- **WHAT IS BEING ASKED**:
The entries below are to be written out exactly, with no images included.

- **EXERCISE DATA**:

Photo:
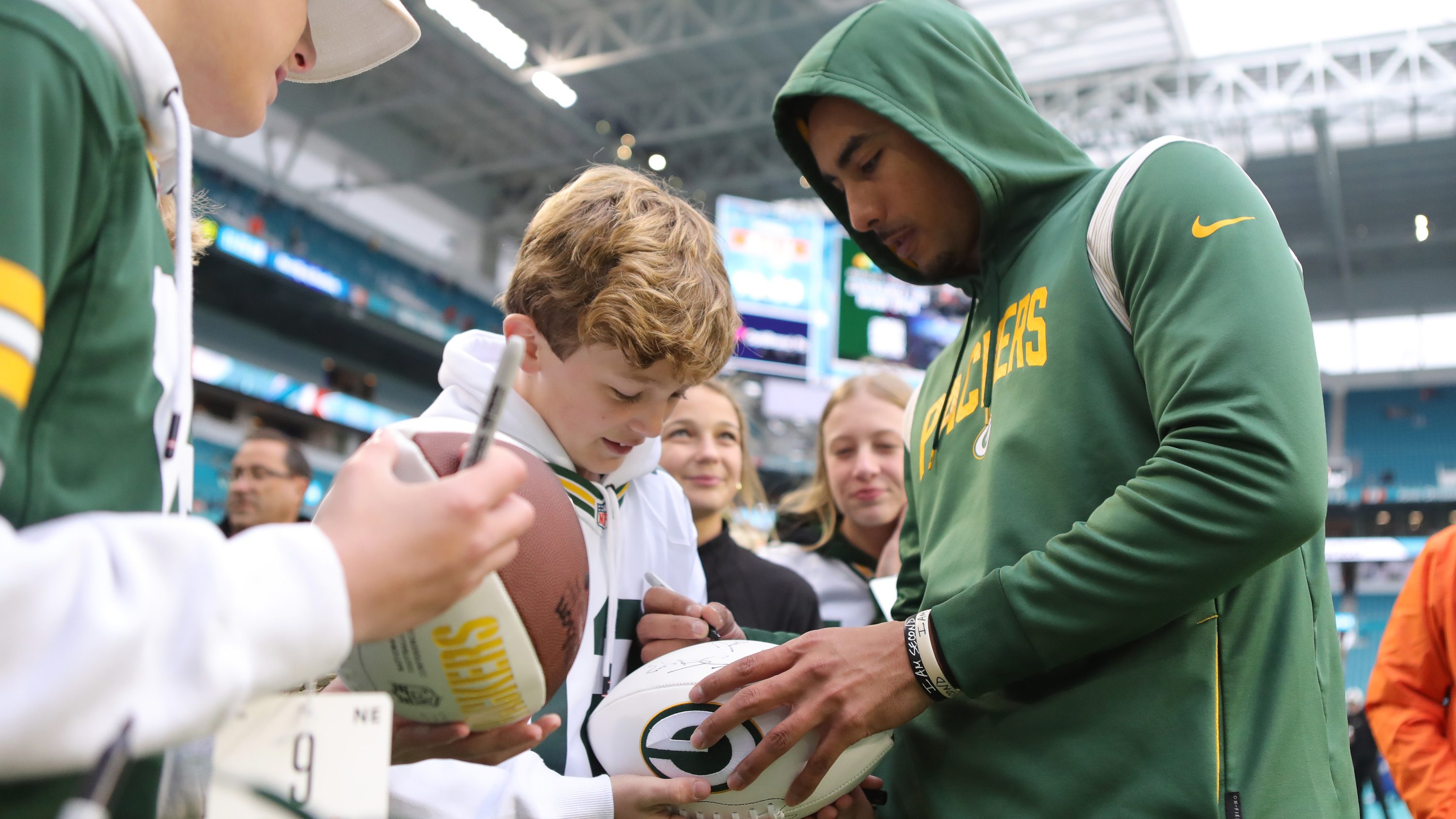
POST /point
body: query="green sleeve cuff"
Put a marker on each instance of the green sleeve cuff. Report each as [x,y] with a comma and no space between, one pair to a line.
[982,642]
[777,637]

- **TASK RESULT**:
Photo:
POST /point
body: query="green sleeve cuff"
Put a marker on each instance of the green sleeve cuff. Report each as [x,y] with a comma and no space between, one pair to a line.
[982,642]
[777,637]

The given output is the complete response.